Saved entries

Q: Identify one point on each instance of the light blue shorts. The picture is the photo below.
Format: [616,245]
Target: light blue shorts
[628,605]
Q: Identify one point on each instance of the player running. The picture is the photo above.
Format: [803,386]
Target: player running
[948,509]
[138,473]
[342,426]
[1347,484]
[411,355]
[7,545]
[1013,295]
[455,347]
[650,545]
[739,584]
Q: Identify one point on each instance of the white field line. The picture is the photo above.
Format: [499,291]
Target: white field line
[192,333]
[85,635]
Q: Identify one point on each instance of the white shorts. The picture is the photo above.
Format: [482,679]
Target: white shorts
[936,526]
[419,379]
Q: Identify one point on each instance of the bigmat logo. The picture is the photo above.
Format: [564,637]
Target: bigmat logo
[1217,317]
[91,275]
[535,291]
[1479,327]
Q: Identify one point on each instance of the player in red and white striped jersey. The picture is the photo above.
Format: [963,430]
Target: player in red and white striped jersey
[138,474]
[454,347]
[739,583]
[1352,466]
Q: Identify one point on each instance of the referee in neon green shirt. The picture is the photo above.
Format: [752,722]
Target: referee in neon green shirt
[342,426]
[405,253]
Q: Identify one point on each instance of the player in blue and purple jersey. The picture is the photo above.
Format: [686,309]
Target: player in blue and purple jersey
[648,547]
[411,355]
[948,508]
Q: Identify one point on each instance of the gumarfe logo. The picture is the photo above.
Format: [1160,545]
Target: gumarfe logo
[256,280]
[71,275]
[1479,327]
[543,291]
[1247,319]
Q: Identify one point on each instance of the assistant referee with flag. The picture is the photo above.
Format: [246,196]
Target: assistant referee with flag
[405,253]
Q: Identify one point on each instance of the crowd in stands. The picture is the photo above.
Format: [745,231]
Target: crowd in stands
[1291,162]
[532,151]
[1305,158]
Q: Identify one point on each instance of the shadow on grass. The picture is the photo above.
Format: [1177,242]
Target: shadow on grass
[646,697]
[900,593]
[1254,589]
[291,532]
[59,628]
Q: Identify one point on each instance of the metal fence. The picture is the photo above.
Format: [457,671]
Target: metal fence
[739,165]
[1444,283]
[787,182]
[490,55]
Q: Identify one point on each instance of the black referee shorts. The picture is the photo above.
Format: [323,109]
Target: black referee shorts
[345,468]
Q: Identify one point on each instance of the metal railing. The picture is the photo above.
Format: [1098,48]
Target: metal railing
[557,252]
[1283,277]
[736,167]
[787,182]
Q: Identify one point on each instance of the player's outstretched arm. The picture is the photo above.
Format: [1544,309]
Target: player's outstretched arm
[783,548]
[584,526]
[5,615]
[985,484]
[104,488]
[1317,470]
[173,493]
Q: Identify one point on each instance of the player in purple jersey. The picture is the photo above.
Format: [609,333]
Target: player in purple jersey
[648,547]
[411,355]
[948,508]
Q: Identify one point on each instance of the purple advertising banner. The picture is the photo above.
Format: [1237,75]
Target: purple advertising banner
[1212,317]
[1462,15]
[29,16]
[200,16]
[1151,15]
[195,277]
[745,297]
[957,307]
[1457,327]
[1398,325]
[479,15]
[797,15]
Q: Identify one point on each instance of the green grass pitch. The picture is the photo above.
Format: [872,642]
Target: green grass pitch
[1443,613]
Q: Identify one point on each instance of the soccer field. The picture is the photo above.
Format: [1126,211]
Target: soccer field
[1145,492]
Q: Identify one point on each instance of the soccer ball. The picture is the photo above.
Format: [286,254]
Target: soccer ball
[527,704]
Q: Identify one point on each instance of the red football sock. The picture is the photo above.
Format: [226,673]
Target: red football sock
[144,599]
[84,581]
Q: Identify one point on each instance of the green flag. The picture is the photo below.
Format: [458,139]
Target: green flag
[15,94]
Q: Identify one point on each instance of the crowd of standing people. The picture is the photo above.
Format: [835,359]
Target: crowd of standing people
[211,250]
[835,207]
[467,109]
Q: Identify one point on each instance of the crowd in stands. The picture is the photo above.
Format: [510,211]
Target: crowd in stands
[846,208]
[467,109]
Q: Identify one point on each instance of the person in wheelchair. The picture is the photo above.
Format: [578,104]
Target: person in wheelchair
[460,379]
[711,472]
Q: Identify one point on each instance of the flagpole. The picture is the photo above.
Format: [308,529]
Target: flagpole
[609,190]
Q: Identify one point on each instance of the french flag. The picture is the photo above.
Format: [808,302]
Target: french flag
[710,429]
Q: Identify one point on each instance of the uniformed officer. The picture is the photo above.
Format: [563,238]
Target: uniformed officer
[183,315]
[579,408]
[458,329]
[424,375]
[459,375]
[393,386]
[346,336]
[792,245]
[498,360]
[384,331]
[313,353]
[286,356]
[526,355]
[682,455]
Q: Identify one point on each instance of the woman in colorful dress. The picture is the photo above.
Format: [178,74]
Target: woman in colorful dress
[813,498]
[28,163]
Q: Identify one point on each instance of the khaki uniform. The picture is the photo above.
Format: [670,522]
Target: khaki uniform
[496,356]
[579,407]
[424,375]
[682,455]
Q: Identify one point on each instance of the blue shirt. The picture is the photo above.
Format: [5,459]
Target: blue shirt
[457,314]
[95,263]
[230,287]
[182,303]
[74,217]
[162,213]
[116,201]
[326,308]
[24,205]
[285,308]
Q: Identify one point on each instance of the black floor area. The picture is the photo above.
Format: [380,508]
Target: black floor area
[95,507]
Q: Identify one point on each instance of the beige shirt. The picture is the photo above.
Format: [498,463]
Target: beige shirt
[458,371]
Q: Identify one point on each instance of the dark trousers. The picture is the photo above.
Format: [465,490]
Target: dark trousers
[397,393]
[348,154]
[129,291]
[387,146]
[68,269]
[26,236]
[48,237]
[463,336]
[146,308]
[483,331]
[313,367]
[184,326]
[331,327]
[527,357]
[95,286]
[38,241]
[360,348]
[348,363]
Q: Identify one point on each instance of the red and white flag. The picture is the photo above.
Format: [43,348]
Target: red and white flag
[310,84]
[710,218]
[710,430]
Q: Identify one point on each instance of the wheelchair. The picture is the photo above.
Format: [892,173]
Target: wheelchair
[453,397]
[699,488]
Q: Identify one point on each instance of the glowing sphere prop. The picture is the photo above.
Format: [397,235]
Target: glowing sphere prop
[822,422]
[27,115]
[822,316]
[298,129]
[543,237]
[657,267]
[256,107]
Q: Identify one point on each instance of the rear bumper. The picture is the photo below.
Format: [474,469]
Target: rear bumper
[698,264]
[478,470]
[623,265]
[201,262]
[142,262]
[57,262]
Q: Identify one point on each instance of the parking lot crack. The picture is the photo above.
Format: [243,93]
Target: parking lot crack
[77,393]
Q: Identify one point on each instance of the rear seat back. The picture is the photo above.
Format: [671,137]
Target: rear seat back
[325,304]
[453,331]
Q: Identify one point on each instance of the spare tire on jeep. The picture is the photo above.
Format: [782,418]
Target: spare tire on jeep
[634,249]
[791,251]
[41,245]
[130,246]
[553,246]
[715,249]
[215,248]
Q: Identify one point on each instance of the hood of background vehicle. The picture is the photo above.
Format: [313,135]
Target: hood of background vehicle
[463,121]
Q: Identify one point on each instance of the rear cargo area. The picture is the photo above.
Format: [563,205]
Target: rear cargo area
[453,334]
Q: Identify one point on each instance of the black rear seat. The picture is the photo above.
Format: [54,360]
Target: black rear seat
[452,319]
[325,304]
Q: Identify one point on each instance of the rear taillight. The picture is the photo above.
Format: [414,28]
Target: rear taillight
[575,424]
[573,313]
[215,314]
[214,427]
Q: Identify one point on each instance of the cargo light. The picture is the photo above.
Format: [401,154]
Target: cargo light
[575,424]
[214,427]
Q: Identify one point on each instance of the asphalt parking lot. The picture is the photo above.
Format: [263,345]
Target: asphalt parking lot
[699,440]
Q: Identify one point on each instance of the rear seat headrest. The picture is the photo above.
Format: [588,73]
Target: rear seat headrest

## About this exercise
Work out, please, how many lines above contain "below"; answer only with the number.

## Solution
3